■ WORK TASK ■
Should a line below contain the word "blue", report it.

■ EXERCISE MATERIAL ■
▬▬▬▬▬▬
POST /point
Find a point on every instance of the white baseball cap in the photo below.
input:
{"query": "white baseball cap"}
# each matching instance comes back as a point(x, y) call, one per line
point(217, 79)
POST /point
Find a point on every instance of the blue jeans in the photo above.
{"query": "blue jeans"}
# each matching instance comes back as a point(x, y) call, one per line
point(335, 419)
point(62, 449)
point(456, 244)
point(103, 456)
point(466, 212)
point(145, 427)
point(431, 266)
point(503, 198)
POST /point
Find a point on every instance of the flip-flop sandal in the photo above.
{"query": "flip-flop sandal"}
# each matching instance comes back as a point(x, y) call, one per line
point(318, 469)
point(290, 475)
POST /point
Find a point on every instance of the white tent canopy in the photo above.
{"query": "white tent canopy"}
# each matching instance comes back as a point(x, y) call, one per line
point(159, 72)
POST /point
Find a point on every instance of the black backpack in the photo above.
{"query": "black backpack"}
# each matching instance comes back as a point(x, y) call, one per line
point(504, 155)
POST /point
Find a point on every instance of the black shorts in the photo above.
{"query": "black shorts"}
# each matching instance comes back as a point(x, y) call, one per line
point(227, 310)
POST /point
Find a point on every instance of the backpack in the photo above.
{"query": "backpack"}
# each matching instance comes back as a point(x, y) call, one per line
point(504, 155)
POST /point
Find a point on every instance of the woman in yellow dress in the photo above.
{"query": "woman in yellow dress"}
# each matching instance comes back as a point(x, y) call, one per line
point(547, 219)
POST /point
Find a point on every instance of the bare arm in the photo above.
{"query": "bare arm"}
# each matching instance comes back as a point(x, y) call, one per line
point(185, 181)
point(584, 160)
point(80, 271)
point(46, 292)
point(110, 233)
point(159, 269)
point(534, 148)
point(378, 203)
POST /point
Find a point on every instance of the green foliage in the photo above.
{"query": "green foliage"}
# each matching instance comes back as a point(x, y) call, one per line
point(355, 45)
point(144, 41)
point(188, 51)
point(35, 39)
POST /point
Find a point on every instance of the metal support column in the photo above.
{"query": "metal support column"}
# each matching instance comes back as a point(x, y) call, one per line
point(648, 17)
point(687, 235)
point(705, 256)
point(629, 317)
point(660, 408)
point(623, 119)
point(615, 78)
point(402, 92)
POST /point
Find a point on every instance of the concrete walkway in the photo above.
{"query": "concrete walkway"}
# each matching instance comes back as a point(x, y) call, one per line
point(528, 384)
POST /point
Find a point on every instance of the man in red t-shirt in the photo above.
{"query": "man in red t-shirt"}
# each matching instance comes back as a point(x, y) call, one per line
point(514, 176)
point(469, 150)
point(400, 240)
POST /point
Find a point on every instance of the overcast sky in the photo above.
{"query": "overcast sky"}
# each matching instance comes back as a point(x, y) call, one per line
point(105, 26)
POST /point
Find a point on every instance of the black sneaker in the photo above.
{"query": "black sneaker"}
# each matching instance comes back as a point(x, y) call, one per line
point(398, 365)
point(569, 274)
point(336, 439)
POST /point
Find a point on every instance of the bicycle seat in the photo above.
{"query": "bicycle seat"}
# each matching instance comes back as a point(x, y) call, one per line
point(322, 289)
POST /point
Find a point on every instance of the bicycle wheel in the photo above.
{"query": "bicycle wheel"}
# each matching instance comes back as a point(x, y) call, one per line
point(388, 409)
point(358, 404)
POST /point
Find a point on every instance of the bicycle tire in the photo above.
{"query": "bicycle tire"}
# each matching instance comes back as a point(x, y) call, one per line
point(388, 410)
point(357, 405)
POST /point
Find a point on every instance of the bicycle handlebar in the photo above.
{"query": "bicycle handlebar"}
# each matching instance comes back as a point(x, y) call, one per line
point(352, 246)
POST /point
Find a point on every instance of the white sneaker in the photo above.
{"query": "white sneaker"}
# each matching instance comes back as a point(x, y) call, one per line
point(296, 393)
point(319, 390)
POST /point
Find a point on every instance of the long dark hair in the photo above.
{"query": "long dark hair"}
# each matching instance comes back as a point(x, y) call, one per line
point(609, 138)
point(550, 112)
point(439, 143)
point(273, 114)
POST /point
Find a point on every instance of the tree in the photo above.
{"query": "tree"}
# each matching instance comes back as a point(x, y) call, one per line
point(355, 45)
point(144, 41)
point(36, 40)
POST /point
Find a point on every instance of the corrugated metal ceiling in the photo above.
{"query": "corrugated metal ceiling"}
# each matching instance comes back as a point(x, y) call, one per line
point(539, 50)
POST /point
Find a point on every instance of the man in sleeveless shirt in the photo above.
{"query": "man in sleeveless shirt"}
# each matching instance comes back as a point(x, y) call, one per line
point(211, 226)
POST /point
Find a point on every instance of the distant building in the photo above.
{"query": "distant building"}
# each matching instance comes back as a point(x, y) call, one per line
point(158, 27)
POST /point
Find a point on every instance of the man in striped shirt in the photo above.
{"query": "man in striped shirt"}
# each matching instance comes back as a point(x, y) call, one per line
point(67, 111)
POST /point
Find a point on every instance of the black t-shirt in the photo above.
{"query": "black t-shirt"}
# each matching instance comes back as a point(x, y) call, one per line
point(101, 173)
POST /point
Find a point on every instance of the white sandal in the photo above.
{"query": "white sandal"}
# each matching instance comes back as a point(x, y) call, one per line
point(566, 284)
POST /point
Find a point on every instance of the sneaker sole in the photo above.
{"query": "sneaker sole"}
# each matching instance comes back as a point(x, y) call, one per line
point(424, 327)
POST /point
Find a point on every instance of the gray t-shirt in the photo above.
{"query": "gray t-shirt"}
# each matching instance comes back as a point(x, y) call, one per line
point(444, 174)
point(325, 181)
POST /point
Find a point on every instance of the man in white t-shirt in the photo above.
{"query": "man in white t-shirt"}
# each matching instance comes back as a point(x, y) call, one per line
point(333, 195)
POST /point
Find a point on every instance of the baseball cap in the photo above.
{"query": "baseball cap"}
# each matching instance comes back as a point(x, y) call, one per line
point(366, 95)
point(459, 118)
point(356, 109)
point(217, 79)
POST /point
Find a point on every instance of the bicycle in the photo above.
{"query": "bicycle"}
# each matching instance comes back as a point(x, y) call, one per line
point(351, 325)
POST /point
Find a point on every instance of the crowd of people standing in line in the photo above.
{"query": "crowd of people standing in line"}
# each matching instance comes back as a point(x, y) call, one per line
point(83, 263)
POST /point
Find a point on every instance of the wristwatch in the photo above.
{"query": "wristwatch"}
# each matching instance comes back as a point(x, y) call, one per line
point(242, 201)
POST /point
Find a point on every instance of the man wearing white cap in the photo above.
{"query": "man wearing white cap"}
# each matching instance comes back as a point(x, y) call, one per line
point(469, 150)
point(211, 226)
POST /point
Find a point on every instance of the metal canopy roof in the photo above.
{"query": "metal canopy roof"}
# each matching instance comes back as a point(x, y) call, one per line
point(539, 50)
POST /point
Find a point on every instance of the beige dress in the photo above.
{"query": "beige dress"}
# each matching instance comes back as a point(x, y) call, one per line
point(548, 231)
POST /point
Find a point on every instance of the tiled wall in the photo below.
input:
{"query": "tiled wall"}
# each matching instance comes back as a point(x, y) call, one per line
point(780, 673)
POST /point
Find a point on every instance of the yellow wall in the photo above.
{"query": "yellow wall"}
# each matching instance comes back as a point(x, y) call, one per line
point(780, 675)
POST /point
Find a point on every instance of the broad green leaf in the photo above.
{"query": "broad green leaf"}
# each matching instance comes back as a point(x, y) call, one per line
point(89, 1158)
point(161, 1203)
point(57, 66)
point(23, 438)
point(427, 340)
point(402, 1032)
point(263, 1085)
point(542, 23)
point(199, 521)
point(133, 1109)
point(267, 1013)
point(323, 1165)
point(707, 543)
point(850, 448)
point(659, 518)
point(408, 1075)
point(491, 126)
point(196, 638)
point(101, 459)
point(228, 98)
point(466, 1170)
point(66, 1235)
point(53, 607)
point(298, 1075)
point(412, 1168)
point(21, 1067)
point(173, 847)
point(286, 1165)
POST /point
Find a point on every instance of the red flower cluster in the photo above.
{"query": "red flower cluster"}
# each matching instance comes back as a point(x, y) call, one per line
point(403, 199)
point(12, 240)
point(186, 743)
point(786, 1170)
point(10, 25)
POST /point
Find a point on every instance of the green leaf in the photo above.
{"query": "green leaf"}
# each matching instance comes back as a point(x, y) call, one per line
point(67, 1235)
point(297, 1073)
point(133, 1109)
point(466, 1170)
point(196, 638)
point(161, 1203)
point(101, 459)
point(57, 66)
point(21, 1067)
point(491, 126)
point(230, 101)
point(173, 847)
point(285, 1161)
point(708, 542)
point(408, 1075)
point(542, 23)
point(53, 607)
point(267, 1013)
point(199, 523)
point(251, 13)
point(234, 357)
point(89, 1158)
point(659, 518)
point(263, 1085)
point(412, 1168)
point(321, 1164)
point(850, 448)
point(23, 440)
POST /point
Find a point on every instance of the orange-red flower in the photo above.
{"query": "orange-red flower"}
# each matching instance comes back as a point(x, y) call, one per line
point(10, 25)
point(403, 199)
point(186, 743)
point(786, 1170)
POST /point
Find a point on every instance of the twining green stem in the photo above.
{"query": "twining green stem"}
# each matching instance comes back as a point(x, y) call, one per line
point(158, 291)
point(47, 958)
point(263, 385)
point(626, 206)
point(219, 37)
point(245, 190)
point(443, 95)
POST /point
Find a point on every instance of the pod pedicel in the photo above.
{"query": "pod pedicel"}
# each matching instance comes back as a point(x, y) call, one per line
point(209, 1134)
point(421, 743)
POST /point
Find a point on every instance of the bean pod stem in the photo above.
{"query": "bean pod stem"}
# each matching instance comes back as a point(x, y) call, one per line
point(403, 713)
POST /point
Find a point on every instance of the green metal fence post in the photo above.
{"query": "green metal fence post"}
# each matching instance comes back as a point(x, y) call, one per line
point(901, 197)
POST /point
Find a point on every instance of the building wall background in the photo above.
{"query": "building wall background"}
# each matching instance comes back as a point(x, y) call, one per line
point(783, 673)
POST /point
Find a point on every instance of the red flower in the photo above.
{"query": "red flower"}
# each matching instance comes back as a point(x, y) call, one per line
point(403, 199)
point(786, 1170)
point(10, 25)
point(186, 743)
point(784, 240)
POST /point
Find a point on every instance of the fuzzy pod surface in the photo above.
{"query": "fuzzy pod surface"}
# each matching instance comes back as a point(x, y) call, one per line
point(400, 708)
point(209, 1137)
▬▬▬▬▬▬
■ SOLUTION FOR THIS TASK ■
Find a point on every instance of the blue jeans in the photo above.
{"query": "blue jeans"}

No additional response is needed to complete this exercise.